++++ EXTRACTED ENTRIES ++++

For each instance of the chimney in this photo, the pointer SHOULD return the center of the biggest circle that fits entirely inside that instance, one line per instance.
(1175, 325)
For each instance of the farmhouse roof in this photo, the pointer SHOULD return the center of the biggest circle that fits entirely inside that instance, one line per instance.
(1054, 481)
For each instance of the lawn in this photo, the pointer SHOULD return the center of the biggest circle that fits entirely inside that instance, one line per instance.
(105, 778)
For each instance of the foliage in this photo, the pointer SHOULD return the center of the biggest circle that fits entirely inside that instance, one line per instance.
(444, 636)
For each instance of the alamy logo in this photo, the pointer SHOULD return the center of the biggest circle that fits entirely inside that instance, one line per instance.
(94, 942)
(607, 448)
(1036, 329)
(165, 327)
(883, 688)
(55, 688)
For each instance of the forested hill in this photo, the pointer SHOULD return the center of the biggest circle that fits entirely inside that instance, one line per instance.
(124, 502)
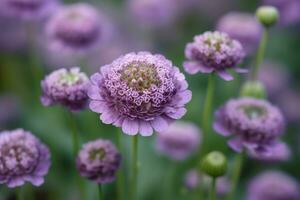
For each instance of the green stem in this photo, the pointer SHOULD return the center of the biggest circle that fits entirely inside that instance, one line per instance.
(237, 168)
(101, 196)
(206, 117)
(213, 195)
(260, 53)
(134, 168)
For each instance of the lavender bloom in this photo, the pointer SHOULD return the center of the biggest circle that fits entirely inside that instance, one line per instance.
(75, 29)
(242, 27)
(179, 141)
(27, 9)
(66, 87)
(289, 10)
(139, 92)
(255, 124)
(273, 185)
(23, 158)
(213, 52)
(98, 161)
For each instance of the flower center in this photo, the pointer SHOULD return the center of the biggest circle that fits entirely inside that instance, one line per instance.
(98, 154)
(140, 76)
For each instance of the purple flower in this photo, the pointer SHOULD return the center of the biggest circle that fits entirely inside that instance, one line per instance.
(66, 87)
(139, 92)
(213, 52)
(273, 185)
(98, 161)
(242, 27)
(23, 158)
(179, 141)
(289, 10)
(27, 9)
(255, 124)
(75, 29)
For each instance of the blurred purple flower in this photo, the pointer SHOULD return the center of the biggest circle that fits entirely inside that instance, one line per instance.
(255, 124)
(289, 10)
(179, 141)
(242, 27)
(139, 92)
(193, 178)
(213, 52)
(66, 87)
(23, 158)
(98, 161)
(75, 29)
(32, 10)
(273, 185)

++++

Set down exactly the lines that begin with the one containing "For each instance of the lavender" and end with the last line above, and no others.

For each instance of the lavender bloom in this photo, the pointer SHOULD return the center of the biggest circle that fits entirely inside that instance, one line per instance.
(75, 29)
(242, 27)
(179, 141)
(27, 9)
(66, 87)
(289, 10)
(139, 92)
(255, 124)
(273, 185)
(23, 158)
(213, 52)
(98, 161)
For each instance of the flower center in this photo, the pointer SHOULD return the center of the biggest circle that fits entirely inside that instance, one line per instance.
(98, 154)
(140, 76)
For each instance of the purple flower in this photo, the pointer SHOULD return the center of the biggest circle that fits entirely inside that instance, one line per instance.
(66, 87)
(139, 92)
(213, 52)
(273, 185)
(98, 161)
(242, 27)
(23, 158)
(179, 141)
(289, 10)
(27, 9)
(255, 124)
(75, 29)
For each instance of the blurred purple flower in this photo, the pointer SHOULD return the center of the biggest circle that fits entirely inside that instance, one line per instance.
(255, 124)
(289, 10)
(179, 141)
(242, 27)
(139, 92)
(193, 178)
(213, 52)
(66, 87)
(23, 158)
(98, 161)
(75, 29)
(32, 10)
(273, 185)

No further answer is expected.